=== Section Start ===

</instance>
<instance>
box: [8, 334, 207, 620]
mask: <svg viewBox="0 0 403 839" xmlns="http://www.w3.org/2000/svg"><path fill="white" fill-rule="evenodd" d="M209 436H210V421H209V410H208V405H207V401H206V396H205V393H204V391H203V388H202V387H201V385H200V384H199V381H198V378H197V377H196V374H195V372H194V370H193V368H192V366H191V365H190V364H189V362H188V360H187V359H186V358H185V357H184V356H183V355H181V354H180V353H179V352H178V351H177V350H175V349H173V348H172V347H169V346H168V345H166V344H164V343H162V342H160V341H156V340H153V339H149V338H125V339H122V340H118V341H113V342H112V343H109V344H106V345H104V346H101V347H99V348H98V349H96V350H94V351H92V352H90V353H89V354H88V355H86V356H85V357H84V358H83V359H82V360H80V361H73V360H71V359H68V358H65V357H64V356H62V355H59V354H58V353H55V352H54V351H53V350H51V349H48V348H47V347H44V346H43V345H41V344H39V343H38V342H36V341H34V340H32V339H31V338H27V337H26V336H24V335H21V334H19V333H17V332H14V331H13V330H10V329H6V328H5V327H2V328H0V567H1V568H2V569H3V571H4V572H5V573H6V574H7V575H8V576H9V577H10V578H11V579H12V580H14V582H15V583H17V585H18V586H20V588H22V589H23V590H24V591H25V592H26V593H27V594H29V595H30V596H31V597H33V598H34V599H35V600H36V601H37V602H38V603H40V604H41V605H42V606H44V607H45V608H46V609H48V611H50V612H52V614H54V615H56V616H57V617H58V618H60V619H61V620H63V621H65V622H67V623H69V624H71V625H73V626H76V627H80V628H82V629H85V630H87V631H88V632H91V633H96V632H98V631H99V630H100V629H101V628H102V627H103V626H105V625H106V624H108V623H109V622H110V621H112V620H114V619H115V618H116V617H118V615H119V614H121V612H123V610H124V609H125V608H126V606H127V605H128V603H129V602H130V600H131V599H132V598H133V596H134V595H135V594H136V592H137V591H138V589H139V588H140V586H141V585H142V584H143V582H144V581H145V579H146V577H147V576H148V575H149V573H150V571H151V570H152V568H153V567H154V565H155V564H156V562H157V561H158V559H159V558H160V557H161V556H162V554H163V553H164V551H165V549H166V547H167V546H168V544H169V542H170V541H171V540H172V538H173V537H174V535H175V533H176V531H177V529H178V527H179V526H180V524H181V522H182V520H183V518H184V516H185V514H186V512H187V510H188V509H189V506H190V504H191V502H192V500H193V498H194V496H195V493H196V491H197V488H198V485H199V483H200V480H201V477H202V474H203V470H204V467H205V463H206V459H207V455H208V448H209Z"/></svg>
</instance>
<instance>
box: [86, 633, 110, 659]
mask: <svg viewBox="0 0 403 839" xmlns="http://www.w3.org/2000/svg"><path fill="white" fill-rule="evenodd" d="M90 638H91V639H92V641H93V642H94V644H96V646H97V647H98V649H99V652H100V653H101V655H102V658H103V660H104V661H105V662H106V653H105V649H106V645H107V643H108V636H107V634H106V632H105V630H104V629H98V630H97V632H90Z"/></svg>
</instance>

=== Section End ===

[ABOUT THIS TASK] Repeat the full set of records exactly.

[ANSWER FOR THE TASK]
</instance>
<instance>
box: [8, 334, 207, 620]
mask: <svg viewBox="0 0 403 839" xmlns="http://www.w3.org/2000/svg"><path fill="white" fill-rule="evenodd" d="M209 436H210V421H209V410H208V405H207V401H206V396H205V393H204V391H203V388H202V387H201V385H200V384H199V381H198V378H197V377H196V374H195V372H194V370H193V368H192V366H191V365H190V364H189V362H188V360H187V359H186V358H185V357H184V356H183V355H181V354H180V353H179V352H178V351H177V350H175V349H173V348H172V347H169V346H168V345H166V344H164V343H162V342H160V341H156V340H153V339H149V338H125V339H122V340H118V341H113V342H112V343H109V344H106V345H104V346H101V347H99V348H98V349H96V350H94V351H92V352H90V353H89V354H88V355H86V356H85V357H84V358H83V359H82V360H80V361H73V360H71V359H68V358H65V357H64V356H62V355H59V354H58V353H55V352H54V351H53V350H51V349H48V348H47V347H44V346H43V345H41V344H39V343H38V342H36V341H34V340H32V339H31V338H27V337H26V336H24V335H21V334H19V333H17V332H14V331H13V330H10V329H6V328H5V327H2V328H0V567H1V568H2V569H3V571H4V572H5V573H6V574H7V575H8V576H9V577H10V578H11V579H12V580H14V582H15V583H17V585H18V586H20V588H22V589H23V590H24V591H25V592H26V593H27V594H29V595H30V596H31V597H33V598H34V599H35V600H36V601H37V602H38V603H40V604H41V605H42V606H44V607H45V608H46V609H48V611H50V612H52V614H54V615H56V616H57V617H58V618H60V619H61V620H63V621H65V622H67V623H69V624H71V625H73V626H76V627H80V628H82V629H85V630H87V631H88V632H91V633H96V632H98V631H99V630H100V629H101V628H102V627H103V626H105V625H106V624H108V623H109V622H110V621H112V620H114V619H115V618H116V617H118V615H119V614H121V612H123V610H124V609H125V608H126V606H127V605H128V603H129V602H130V600H131V599H132V598H133V596H134V595H135V594H136V592H137V591H138V589H139V588H140V586H141V585H142V584H143V582H144V581H145V579H146V577H147V576H148V575H149V573H150V571H151V570H152V568H153V567H154V565H155V564H156V562H157V561H158V559H159V558H160V557H161V556H162V554H163V553H164V551H165V549H166V547H167V546H168V544H169V542H170V541H171V540H172V538H173V537H174V535H175V533H176V531H177V529H178V527H179V526H180V524H181V522H182V520H183V518H184V516H185V514H186V512H187V510H188V509H189V506H190V504H191V502H192V500H193V498H194V496H195V493H196V491H197V488H198V485H199V483H200V480H201V477H202V474H203V470H204V467H205V463H206V459H207V455H208V448H209Z"/></svg>
</instance>
<instance>
box: [86, 633, 110, 659]
mask: <svg viewBox="0 0 403 839" xmlns="http://www.w3.org/2000/svg"><path fill="white" fill-rule="evenodd" d="M90 638H91V639H92V641H93V642H94V644H96V646H97V647H98V649H99V652H100V653H101V655H102V658H103V660H104V661H105V662H106V653H105V649H106V645H107V643H108V636H107V634H106V632H105V630H104V629H98V630H97V632H90Z"/></svg>
</instance>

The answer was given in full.